- What the exercise asks:
The answer must consist of every line in the data that contains "marker".

- Recorded information:

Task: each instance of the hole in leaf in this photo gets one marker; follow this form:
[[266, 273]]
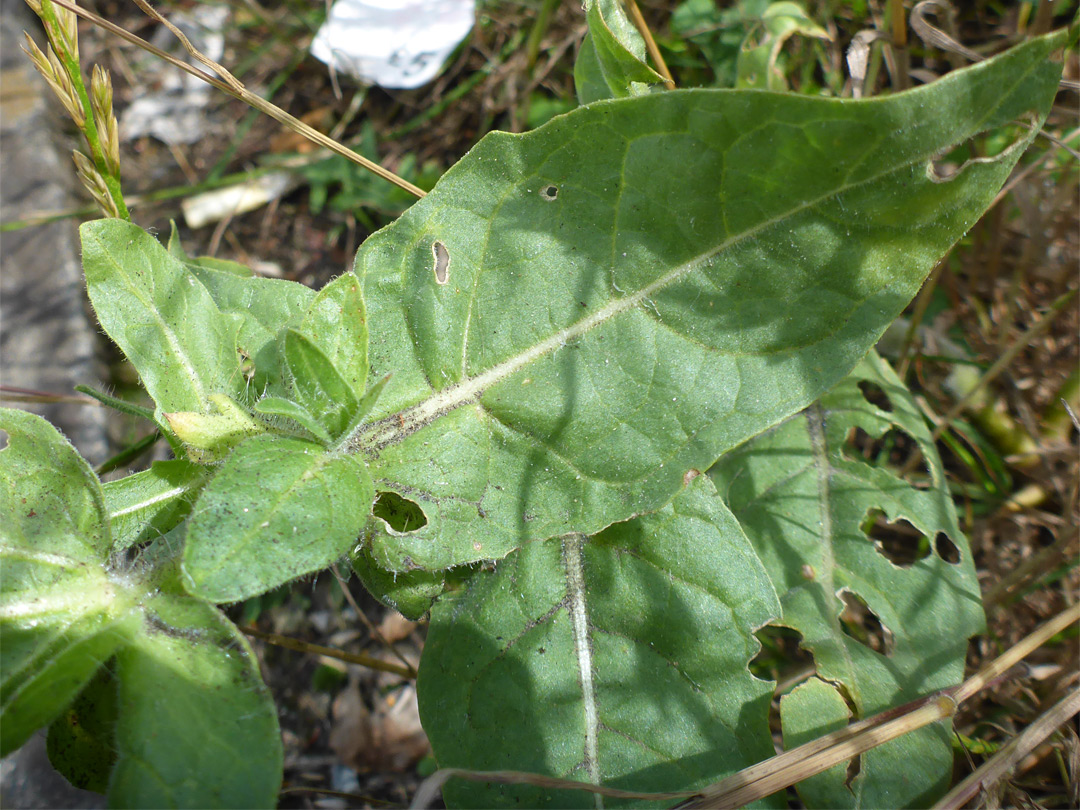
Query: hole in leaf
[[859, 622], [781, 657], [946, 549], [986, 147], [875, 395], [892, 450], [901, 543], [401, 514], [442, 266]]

* * *

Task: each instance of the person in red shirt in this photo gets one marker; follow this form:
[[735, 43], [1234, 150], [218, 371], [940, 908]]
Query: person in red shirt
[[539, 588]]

---

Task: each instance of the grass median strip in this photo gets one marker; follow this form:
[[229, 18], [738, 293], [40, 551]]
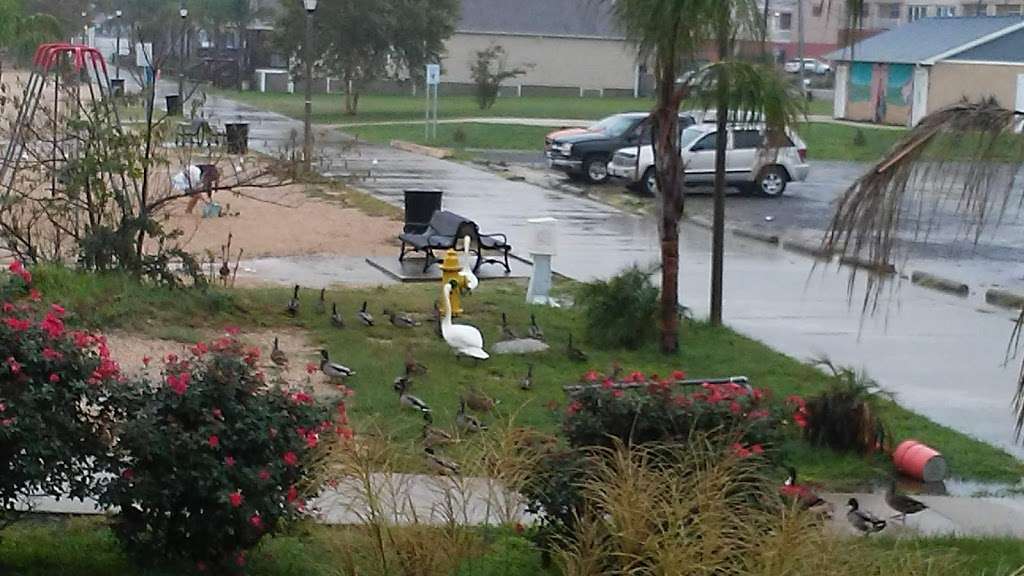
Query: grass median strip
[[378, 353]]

- Exercise response:
Task: each instance of the hole in leaf in this photo gets one marker; follow this form:
Task: each instance of the person in red shirt in this photo gets one marker; follow this form:
Task: each instance of the grass median strip in this photo gets one marker; follow this form:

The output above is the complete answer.